··· LISTING

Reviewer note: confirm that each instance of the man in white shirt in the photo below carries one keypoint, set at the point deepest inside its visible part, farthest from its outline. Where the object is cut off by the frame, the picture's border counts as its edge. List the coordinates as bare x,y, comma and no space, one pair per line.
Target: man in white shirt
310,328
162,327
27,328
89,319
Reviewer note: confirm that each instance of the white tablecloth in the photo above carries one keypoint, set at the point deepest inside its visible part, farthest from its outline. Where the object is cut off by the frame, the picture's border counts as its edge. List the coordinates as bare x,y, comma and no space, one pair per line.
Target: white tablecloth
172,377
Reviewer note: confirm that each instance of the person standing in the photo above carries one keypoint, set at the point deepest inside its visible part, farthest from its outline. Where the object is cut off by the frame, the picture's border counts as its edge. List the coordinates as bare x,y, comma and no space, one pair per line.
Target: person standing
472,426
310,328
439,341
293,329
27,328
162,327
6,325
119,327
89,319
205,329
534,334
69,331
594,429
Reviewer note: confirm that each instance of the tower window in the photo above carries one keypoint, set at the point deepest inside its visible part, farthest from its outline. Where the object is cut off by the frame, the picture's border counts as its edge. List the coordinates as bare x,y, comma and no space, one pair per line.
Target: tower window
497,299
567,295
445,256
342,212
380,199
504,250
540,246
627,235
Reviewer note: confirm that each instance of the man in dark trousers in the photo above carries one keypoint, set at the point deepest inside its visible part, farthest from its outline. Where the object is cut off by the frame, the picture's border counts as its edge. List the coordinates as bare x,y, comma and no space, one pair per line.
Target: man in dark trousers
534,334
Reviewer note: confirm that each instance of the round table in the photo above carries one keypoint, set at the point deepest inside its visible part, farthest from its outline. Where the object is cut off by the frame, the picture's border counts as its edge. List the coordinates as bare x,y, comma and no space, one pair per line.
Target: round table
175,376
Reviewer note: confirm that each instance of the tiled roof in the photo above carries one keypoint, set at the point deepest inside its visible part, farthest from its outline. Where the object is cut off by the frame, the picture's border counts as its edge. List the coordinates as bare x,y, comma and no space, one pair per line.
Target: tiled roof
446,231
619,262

······

Please copy all the items above word for word, with every line kept in its original order.

Reviewer note: confirm that each instance of the man in white shirt in the photo below carries one keypoint, set at the point deepest inside its visible part, farthest from its outline. Where the object is cut off by the frame, the picture's border counts as its edge. List the coordinates as bare x,y, comma and no space, one pair per line.
Target: man in white shirt
310,328
162,327
27,328
89,319
Reviewer note: confirm that each instance of the white tablecloth in the photo above carries one keypoint, set at the point deepest inside its visible part, farthest from its outline. Where the object is cut off by the frame, the picture's border counts as its edge. List the coordinates as bare x,y, comma and no space, one pair per line.
Target: white tablecloth
172,377
Reviewer note: confirm that each instance of the person standing in the photo above carries one keypoint, set at the point deepest inside its visible part, farthest from its outline. Where the object is cut off by the frame, the picture's border counts as its edge. List the coordinates as bare x,y, comma and no space, one pair per line.
Target: person standing
472,426
310,328
439,341
293,329
27,328
162,327
6,325
119,327
89,319
205,329
534,334
69,331
594,429
Reviewer note: confirm that each instance of the tower window in the photo above carries one keypoint, set at the point deepest inside its visible part, farthest from its outline. Where the object is cut off by the frame, the picture's border counts as its edge. List the coordinates as bare x,y, comma and no space, one pair per line.
Target: tower window
497,299
567,295
445,256
342,212
380,199
504,250
540,246
627,235
Reviewer note: confirm that each instance of the man in dark trousers in the photo above carries one keypoint, set at the point deepest inside its visible part, farthest from its outline. Where the object is cut off by the frame, the picture's border counts as its edge. List the coordinates as bare x,y, comma and no space, one pair per line.
Target: man in dark trousers
534,334
Reviewer note: confirm that each instance of the round table in the photo above carries one keypoint, set at the point deepest inside its visible part, farthest from its outline. Where the object is cut off by the frame, the picture's border counts as its edge. List the coordinates as bare x,y, comma and no space, one pair per line.
Target: round table
175,376
Reviewer note: confirm that each instance of the tiled roof in the photo above carries one keypoint, set at the point deepest inside its visible part, farthest from its outline. Where the object is cut off by the frame, the picture's border counts as its edge. List the coordinates as bare x,y, comma and no space, one pair per line.
Target: tiled roof
446,231
619,262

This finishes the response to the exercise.